Extract every line in the records below that contains the string "pant".

● ● ● ● ● ● ●

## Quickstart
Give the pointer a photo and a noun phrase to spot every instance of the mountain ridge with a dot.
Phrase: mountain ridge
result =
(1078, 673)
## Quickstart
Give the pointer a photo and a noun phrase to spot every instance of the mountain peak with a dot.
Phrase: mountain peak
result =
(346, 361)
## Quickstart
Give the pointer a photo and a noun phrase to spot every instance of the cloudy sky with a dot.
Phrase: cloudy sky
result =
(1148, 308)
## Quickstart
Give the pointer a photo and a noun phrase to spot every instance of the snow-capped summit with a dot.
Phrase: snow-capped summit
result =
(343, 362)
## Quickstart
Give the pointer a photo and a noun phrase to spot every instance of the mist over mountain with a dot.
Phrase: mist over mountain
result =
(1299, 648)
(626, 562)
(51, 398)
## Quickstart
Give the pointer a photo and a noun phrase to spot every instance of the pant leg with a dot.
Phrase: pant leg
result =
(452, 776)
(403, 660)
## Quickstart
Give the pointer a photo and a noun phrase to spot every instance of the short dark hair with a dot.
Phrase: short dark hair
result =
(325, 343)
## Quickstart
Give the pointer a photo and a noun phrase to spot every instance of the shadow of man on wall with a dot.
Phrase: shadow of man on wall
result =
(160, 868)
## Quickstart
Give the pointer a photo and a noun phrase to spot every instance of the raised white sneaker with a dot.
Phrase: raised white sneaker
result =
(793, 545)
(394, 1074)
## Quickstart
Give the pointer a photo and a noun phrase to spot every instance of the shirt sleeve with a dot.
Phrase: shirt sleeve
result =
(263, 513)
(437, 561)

● ● ● ● ● ● ●

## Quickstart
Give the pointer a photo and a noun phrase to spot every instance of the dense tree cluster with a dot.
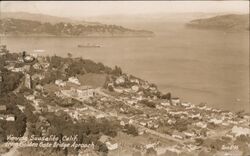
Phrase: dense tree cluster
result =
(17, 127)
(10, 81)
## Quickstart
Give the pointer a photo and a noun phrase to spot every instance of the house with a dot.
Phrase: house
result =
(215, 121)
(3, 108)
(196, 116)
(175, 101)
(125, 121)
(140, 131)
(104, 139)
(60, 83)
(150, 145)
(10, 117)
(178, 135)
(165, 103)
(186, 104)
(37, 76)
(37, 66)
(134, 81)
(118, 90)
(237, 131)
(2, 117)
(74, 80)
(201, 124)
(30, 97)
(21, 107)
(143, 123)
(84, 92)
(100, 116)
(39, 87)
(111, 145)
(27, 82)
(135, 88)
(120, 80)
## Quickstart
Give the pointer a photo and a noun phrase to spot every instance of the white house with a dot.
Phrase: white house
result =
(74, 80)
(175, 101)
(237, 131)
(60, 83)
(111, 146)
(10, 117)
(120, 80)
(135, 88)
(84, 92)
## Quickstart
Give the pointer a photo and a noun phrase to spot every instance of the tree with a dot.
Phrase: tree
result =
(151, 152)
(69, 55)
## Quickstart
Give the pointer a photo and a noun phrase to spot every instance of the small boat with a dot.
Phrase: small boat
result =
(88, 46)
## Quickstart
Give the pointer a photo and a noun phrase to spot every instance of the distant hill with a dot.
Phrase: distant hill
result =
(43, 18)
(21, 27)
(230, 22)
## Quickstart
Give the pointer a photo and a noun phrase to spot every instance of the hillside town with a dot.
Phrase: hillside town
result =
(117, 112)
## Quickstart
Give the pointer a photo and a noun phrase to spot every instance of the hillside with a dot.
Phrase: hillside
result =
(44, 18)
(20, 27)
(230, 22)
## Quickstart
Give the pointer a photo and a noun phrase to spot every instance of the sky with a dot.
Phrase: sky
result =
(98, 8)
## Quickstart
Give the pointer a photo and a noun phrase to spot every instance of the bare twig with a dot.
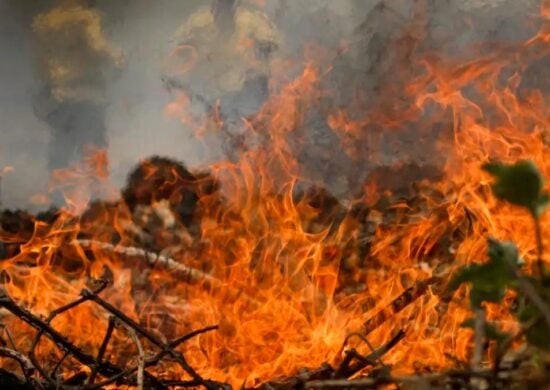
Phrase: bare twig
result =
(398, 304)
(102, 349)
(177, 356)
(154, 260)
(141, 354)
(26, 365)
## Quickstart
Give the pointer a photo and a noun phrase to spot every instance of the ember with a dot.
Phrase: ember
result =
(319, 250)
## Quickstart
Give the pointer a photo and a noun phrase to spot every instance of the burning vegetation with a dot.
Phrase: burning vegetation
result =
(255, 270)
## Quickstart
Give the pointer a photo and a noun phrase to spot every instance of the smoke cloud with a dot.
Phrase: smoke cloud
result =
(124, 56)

● ● ● ● ● ● ●

Solved exercise »
Give the pointer a photo and a noun phrase to spot every instance of the pant leg with a dot.
Phrase: pant leg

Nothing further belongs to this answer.